++++ Records for this task

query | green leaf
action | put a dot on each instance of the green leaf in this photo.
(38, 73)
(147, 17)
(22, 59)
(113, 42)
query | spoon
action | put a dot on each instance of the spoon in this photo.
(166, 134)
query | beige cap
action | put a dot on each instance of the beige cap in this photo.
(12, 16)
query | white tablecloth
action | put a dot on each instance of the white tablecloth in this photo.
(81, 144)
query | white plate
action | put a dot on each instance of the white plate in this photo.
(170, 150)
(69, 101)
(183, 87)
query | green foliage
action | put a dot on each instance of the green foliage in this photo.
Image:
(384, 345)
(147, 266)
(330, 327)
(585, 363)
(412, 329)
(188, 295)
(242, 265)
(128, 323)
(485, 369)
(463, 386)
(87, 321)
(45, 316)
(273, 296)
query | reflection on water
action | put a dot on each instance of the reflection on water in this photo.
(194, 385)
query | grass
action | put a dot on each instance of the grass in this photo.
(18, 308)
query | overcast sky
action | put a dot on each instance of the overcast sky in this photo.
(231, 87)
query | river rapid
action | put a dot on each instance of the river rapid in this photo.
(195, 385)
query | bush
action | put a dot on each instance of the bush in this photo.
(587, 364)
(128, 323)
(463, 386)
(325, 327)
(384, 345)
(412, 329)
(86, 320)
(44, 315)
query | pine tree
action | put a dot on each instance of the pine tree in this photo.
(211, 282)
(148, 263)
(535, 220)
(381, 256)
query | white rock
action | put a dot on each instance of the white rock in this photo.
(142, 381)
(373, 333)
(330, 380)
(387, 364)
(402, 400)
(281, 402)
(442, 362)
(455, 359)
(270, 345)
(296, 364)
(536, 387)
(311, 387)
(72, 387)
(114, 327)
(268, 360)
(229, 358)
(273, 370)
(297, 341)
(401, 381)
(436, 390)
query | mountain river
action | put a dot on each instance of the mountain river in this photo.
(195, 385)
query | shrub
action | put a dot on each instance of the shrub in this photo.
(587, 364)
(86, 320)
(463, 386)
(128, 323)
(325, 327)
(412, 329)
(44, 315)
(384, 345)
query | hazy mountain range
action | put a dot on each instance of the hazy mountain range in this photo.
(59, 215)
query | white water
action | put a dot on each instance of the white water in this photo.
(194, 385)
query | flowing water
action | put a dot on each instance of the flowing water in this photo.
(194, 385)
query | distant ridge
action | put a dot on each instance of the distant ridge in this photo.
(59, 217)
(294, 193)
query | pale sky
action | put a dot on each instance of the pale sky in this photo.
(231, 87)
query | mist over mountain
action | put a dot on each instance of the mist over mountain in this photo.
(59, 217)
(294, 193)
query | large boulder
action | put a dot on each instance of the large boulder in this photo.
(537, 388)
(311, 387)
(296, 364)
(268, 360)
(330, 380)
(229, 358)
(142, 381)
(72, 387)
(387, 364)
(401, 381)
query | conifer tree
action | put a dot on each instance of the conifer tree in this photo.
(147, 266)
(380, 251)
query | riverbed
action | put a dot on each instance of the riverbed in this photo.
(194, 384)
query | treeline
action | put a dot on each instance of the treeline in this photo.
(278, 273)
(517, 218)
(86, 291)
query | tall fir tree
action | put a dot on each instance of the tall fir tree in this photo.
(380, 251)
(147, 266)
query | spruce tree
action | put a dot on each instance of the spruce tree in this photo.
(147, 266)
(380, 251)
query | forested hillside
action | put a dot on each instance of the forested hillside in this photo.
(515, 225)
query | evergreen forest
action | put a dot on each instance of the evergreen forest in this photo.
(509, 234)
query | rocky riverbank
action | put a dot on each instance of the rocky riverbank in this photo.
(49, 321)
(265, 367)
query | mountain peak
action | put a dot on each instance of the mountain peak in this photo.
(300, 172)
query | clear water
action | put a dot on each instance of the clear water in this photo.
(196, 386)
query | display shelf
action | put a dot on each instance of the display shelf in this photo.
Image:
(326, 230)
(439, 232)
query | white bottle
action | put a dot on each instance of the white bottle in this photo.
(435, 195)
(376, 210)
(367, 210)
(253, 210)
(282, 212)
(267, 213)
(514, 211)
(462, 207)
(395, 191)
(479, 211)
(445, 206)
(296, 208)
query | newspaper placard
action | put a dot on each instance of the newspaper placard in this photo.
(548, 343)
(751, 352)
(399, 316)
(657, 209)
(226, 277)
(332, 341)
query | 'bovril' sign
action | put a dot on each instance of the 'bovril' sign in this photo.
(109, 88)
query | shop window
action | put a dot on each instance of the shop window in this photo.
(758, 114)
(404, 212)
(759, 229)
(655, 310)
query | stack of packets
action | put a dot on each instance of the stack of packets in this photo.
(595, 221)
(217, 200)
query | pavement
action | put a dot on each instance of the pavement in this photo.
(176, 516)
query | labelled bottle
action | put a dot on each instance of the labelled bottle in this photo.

++++++++

- Exercise instructions: If a line of the listing above holds the string "display", copy it.

- Solution for this task:
query | display shelf
action | put a dot on each instance of the display shelf in this photo.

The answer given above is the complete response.